[Labeled-object pointing entries]

....................

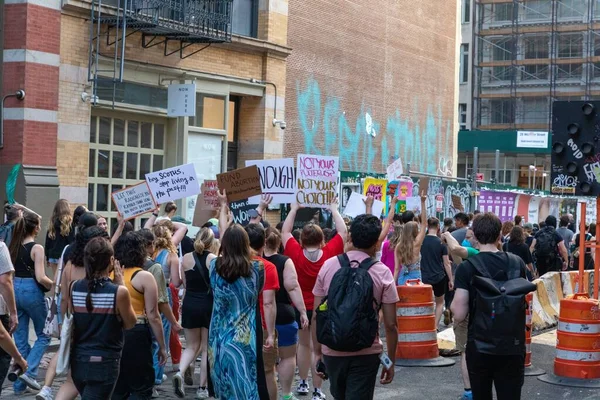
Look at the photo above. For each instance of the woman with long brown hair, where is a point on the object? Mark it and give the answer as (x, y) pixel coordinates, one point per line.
(60, 233)
(30, 283)
(408, 249)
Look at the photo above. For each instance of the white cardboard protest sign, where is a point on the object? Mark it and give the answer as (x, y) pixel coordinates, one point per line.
(317, 180)
(173, 183)
(395, 170)
(356, 206)
(134, 200)
(277, 178)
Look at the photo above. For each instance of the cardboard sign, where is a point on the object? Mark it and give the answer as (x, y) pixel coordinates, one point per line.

....................

**EXERCISE INSTRUCTIONS:** Rewrite all of the material above line by line, keeping every line of text and multiplying each x and y pixel coordinate by 2.2, rounded to the nearest whole number with halves rounded up. Leave the pictures out of your answer.

**RESULT:**
Look at the photo above. For each instance of the woman with long brown hair, where is a point on the object? Mark it and give the answer as (x, y) pixel coordinates, one point per line.
(132, 513)
(66, 623)
(898, 548)
Look at the photo above. For each instance of the white cardboard protest sign, where is a point on the object? Mark it and give the answer as (x, y) pixel coordinates, one point per line.
(697, 396)
(381, 403)
(869, 374)
(783, 453)
(295, 440)
(609, 392)
Look at the photo above. For each instance of the cardboard sign, where is a point on the object? Mark it and give the answer as (x, y) pixel coordinates, one point per line.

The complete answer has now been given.